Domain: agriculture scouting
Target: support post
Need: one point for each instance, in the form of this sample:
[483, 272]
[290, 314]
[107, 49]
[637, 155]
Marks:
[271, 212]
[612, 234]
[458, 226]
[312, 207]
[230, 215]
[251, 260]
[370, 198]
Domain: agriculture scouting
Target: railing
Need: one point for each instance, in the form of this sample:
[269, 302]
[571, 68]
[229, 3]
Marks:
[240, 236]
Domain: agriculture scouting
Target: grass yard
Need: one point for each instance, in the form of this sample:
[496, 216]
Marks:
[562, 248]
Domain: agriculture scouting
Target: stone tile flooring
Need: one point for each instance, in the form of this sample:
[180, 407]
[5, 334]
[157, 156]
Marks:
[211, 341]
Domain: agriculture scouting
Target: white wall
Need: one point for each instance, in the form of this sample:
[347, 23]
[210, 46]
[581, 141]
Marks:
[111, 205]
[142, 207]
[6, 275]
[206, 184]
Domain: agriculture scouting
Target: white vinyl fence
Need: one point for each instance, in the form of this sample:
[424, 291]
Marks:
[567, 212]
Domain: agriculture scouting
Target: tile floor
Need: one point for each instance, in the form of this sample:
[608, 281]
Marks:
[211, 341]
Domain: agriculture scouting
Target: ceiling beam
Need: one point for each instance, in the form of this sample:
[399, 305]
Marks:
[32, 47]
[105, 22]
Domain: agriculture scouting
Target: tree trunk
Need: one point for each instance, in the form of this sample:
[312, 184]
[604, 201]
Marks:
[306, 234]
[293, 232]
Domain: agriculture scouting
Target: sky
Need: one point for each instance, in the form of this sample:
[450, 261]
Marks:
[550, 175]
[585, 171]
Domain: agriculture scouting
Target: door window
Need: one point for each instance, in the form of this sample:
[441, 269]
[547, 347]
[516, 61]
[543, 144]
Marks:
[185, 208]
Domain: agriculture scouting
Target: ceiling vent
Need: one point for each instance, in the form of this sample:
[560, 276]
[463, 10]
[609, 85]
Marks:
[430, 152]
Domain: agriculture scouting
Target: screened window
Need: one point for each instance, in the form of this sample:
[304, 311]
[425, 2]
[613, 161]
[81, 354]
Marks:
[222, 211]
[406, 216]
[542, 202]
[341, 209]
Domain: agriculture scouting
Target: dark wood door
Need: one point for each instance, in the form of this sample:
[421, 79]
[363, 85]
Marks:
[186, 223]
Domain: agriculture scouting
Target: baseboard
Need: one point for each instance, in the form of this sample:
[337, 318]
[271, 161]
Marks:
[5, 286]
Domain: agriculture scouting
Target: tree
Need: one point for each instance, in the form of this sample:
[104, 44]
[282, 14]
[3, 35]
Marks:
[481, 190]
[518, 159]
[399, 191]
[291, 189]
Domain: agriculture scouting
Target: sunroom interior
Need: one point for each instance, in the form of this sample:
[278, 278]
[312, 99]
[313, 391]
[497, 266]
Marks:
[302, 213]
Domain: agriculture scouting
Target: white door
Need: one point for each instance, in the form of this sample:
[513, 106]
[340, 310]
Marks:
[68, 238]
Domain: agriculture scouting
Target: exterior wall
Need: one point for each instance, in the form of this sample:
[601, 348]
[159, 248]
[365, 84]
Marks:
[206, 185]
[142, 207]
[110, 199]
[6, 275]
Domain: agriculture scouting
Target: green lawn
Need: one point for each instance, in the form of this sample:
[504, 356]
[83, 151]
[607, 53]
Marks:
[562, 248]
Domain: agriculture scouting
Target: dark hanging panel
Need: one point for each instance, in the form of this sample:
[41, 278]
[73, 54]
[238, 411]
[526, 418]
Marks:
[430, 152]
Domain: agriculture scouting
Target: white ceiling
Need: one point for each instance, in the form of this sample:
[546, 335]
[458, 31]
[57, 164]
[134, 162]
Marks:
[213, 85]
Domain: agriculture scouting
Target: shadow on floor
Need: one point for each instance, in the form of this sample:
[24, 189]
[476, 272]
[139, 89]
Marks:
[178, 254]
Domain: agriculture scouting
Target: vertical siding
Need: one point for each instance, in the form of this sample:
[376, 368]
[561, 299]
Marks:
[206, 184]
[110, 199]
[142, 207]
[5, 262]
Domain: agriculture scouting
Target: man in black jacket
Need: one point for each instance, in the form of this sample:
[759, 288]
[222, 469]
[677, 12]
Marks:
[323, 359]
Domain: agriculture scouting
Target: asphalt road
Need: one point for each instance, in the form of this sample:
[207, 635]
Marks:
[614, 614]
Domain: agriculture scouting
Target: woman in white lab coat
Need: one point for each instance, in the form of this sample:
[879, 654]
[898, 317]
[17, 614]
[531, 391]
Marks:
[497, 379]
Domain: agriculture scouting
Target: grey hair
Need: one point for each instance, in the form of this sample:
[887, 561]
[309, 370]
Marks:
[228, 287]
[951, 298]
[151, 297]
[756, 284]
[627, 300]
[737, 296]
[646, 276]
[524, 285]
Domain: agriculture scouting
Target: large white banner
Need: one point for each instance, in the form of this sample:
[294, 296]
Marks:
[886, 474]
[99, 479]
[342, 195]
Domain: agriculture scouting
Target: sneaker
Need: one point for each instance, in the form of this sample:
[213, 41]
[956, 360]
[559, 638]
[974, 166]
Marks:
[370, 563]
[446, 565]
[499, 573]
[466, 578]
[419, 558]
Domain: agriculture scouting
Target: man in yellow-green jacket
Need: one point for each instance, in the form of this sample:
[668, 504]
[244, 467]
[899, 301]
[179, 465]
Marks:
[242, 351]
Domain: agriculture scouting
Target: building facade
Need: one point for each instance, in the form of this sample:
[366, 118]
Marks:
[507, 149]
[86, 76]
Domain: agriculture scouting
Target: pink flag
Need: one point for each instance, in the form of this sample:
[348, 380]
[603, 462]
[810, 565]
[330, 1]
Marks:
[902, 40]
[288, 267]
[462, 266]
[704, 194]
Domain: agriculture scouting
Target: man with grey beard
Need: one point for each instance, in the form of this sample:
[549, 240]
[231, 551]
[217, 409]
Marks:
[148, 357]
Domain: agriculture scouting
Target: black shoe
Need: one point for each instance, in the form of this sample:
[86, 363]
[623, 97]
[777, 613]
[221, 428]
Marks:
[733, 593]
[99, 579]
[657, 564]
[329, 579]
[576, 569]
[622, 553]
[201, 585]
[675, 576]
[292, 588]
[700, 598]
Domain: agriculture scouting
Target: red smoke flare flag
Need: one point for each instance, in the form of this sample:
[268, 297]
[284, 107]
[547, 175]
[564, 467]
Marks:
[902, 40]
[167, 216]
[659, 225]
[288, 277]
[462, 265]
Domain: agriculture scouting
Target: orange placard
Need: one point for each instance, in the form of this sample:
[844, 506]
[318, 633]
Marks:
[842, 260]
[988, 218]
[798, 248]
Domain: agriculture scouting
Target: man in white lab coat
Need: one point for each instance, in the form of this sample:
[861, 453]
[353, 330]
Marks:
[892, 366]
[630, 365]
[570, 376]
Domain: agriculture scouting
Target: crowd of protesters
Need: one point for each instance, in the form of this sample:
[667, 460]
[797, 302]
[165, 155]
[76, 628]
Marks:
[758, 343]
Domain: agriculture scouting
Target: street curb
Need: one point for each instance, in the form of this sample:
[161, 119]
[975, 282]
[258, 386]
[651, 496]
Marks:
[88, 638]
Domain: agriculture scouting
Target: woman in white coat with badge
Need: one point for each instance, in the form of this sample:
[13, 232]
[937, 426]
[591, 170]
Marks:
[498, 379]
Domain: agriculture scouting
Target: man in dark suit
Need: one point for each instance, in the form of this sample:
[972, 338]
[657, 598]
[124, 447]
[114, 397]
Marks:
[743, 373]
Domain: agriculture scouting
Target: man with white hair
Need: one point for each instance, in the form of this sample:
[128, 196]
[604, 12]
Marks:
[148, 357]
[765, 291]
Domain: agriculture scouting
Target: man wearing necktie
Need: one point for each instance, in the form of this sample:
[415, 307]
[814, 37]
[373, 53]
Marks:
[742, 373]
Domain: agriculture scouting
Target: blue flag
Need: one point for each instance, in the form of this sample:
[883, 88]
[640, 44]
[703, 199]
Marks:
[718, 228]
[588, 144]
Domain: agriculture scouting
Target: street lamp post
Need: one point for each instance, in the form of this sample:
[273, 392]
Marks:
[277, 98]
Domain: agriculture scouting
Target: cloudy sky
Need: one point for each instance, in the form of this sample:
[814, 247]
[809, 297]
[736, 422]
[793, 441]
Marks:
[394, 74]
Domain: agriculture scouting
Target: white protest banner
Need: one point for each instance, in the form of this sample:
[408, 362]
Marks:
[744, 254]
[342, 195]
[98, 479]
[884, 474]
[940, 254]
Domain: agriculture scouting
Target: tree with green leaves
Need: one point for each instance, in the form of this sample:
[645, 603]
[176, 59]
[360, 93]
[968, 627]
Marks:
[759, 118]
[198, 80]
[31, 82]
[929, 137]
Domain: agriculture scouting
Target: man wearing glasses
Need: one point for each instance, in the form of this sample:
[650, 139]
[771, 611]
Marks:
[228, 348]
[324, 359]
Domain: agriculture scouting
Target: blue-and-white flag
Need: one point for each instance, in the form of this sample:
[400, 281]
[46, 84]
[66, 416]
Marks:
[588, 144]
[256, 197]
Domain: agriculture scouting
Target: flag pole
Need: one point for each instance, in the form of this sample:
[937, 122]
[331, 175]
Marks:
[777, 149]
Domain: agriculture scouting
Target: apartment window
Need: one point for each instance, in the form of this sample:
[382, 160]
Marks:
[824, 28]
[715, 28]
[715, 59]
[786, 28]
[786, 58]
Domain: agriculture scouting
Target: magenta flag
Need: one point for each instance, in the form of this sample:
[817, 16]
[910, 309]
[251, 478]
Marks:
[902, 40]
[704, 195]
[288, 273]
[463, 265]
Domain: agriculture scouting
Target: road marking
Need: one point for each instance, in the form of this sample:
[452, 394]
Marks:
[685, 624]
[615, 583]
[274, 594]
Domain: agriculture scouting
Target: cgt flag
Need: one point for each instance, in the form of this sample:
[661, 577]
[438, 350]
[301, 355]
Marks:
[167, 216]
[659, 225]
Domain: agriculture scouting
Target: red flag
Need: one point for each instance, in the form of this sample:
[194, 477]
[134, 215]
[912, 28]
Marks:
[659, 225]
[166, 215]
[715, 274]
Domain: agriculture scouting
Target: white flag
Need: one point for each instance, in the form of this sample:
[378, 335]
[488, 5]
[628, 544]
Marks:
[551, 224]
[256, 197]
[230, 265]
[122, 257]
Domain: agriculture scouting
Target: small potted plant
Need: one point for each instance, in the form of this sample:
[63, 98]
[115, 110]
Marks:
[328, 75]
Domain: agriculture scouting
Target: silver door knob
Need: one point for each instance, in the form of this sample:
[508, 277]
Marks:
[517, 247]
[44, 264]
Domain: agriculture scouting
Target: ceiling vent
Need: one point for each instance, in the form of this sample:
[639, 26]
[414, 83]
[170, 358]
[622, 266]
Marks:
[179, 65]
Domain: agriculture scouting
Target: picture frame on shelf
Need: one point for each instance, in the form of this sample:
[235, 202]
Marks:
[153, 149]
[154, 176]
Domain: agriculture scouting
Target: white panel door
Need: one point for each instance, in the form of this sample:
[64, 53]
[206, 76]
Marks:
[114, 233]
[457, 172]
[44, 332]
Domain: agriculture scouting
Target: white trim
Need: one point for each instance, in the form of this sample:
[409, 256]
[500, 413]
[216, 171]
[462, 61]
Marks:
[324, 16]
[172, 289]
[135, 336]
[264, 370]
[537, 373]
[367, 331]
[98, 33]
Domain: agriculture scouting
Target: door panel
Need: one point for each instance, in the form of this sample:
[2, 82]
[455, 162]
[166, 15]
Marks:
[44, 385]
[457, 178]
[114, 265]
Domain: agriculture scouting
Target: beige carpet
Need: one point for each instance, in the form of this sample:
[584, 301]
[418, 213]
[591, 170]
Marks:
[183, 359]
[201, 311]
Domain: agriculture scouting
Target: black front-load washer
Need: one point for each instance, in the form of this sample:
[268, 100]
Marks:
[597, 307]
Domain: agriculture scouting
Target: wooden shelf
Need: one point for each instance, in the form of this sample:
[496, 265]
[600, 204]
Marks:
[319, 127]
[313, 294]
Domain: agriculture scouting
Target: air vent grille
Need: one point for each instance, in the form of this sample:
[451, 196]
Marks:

§ REQUIREMENT:
Pull out every line above that contains the word "hair", and copy each one in full.

§ FINAL ANSWER:
Target: grey hair
Target: man with white hair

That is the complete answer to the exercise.